Records from a data source:
※
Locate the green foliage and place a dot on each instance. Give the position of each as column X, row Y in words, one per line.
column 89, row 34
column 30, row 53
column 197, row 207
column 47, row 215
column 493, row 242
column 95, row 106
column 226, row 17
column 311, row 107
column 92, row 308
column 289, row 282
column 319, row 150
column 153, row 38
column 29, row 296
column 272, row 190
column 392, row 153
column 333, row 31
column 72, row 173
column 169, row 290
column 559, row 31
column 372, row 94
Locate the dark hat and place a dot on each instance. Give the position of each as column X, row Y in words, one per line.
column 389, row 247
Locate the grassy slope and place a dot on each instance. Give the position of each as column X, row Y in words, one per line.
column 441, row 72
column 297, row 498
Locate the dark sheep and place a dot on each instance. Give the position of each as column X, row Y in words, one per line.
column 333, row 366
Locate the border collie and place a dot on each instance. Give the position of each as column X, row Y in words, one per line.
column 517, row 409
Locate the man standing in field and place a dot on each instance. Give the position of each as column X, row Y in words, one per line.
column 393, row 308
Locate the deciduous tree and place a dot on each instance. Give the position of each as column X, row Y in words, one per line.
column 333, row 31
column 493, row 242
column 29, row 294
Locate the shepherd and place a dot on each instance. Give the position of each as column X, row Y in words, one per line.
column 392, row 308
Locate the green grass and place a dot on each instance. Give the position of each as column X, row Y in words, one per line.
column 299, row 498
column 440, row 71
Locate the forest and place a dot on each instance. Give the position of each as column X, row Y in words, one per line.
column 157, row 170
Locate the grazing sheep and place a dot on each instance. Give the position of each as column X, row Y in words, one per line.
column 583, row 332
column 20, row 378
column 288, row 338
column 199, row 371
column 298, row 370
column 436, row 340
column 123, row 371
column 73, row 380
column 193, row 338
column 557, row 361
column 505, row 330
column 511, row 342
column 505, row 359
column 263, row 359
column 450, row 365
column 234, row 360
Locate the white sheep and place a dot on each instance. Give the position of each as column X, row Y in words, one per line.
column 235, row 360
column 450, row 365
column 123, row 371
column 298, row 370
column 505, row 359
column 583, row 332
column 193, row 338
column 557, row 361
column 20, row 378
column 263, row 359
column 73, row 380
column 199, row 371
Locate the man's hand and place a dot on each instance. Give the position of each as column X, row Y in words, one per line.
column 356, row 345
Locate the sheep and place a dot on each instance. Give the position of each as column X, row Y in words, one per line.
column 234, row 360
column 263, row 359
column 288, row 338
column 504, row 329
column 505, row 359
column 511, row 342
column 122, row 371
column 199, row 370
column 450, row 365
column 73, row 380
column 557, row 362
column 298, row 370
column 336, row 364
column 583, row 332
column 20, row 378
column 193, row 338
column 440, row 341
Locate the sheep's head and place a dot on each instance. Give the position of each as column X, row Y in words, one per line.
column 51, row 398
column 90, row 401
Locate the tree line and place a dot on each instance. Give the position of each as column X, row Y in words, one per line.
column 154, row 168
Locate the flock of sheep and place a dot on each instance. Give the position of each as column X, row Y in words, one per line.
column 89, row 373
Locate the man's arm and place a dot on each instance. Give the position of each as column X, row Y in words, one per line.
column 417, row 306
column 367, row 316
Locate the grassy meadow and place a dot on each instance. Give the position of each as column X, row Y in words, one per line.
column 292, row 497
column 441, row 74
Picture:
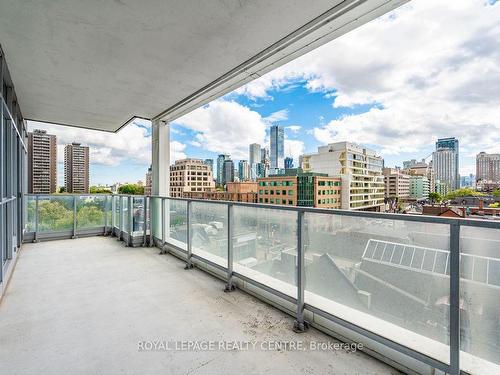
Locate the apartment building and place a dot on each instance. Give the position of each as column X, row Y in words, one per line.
column 397, row 183
column 359, row 168
column 445, row 161
column 42, row 162
column 421, row 168
column 190, row 175
column 488, row 167
column 297, row 188
column 419, row 187
column 76, row 168
column 149, row 181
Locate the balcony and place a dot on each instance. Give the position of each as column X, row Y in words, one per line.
column 412, row 290
column 87, row 304
column 420, row 294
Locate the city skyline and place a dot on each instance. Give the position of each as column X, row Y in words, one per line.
column 323, row 97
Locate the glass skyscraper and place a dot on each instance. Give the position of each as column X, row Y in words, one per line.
column 445, row 161
column 277, row 146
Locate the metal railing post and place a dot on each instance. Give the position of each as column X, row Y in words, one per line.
column 230, row 285
column 455, row 298
column 189, row 263
column 145, row 222
column 74, row 217
column 162, row 225
column 300, row 325
column 113, row 209
column 35, row 239
column 120, row 217
column 130, row 203
column 106, row 215
column 150, row 218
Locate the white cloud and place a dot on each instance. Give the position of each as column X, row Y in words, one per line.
column 294, row 128
column 177, row 151
column 131, row 143
column 280, row 115
column 431, row 67
column 225, row 126
column 294, row 148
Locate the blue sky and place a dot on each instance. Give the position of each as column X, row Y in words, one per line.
column 427, row 70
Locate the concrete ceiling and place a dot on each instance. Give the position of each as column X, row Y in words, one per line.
column 98, row 64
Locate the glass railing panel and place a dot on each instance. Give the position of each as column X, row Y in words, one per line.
column 480, row 300
column 108, row 212
column 90, row 211
column 55, row 213
column 208, row 227
column 388, row 276
column 138, row 215
column 116, row 211
column 156, row 217
column 125, row 218
column 265, row 246
column 177, row 211
column 30, row 213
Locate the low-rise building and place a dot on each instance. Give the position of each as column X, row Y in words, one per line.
column 242, row 187
column 190, row 175
column 359, row 168
column 419, row 187
column 397, row 183
column 296, row 188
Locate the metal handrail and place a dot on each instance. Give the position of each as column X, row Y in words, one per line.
column 149, row 206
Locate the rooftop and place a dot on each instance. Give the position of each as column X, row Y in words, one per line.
column 84, row 306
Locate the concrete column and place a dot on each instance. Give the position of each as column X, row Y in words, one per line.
column 160, row 147
column 160, row 158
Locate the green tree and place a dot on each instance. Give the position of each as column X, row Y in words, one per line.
column 90, row 216
column 54, row 215
column 435, row 197
column 133, row 189
column 464, row 192
column 99, row 190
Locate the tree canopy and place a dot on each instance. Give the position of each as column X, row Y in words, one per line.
column 133, row 189
column 99, row 190
column 463, row 192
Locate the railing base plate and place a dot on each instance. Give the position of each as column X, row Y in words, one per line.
column 300, row 327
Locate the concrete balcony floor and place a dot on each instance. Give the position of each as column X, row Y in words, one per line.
column 82, row 306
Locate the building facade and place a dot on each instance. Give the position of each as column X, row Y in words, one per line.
column 359, row 168
column 243, row 170
column 254, row 158
column 210, row 163
column 421, row 168
column 445, row 162
column 149, row 181
column 488, row 167
column 76, row 168
column 42, row 162
column 277, row 147
column 419, row 187
column 190, row 175
column 220, row 167
column 397, row 183
column 227, row 171
column 297, row 188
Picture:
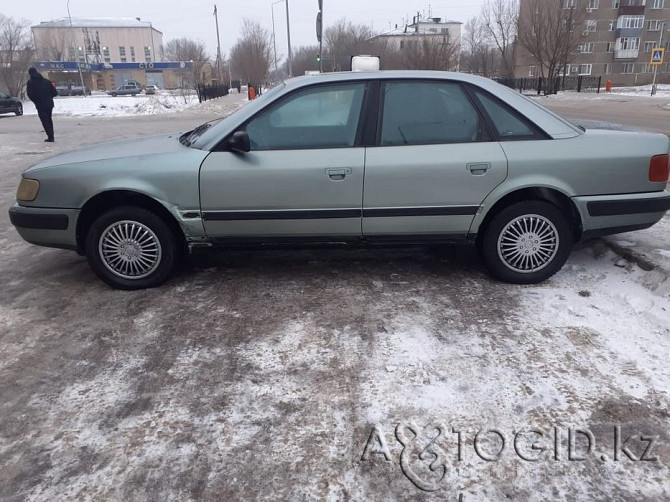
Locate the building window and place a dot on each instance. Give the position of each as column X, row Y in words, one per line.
column 629, row 43
column 586, row 48
column 585, row 69
column 631, row 22
column 654, row 25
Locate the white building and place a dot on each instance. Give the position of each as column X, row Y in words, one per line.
column 109, row 51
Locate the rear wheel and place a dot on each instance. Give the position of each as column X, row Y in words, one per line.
column 527, row 242
column 131, row 248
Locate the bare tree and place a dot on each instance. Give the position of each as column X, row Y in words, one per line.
column 550, row 32
column 252, row 53
column 430, row 52
column 185, row 49
column 478, row 55
column 16, row 54
column 501, row 18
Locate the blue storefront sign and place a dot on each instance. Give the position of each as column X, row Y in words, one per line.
column 96, row 67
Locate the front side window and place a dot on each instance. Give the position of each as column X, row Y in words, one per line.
column 319, row 117
column 506, row 123
column 423, row 113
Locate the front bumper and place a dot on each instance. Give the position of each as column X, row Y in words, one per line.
column 46, row 226
column 612, row 214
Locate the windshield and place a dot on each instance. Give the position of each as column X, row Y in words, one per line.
column 188, row 138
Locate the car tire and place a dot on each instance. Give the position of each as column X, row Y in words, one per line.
column 527, row 242
column 131, row 248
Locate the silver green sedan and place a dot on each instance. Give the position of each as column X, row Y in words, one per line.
column 352, row 158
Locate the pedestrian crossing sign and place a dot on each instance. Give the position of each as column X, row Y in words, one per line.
※
## To do
Starting from the line containing "Locate the front side" and ending with the final line of the data, reproduce each line exactly as it appears, including no other lines.

## Exercise response
Locate the front side window and place a dot on each instance. Give the position of each as column X, row Y in words, one per line.
column 319, row 117
column 506, row 123
column 423, row 113
Locate the front bumper and place a dot on each instance. Give the position of each as column X, row Y in words, one per line.
column 46, row 226
column 612, row 214
Locate the windshield and place a dot on each instance. Give the position of each as column X, row Y in words, one per line.
column 188, row 138
Locate the car tire and place a dot on each instance. Give the position of each as column X, row Y in words, one per line.
column 527, row 242
column 131, row 248
Locate the silver green sedan and place a dot on each instance. Give the position of each as column X, row Y in words, one per line.
column 352, row 158
Locate the pedestrian crossing sign and place a dot on each instance. Give the position of each as column X, row Y in words, one per line.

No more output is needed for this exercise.